Every line of the data is to be transcribed as it stands.

*** Data excerpts

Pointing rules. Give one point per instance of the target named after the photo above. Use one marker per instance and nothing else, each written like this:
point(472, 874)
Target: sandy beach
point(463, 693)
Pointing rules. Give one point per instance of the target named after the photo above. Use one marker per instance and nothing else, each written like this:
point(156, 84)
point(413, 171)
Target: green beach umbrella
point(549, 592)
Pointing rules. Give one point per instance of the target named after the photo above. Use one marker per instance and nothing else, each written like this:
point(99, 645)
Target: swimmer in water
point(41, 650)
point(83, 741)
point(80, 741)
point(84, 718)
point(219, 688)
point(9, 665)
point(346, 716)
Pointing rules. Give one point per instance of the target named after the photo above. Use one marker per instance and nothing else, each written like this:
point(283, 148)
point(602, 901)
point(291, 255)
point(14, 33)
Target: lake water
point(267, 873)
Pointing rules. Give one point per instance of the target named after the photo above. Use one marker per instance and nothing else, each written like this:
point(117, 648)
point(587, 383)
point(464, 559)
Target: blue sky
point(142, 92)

******

▶ [Written solution]
Pointing rules. Give one point per instance of the target named after the photo above. Use one marker per instance and nothing else, each written like this:
point(472, 874)
Target: sandy beach
point(463, 693)
Pointing rules. Give one point per instance of the target named after the photo above. Use one marker per instance and nothing else, each written like this:
point(156, 84)
point(413, 171)
Target: green beach umbrella
point(549, 592)
Pointing rules. Give one point per instance of the target named after the photo above. Use one marker per instance and nothing else, each written like this:
point(99, 645)
Target: swimmer in water
point(41, 650)
point(83, 741)
point(80, 741)
point(84, 718)
point(219, 688)
point(9, 665)
point(346, 716)
Pointing rules. Give one point per instance of the target named after the photo above. Use one marker per instance and nothing else, each written like this:
point(283, 148)
point(602, 901)
point(291, 255)
point(14, 33)
Target: lake water
point(267, 873)
Pointing rules. Give one point per instance of the target named after the photo above. Use one marker per instance and nothing else, each written like this:
point(117, 648)
point(587, 383)
point(464, 559)
Target: blue sky
point(142, 92)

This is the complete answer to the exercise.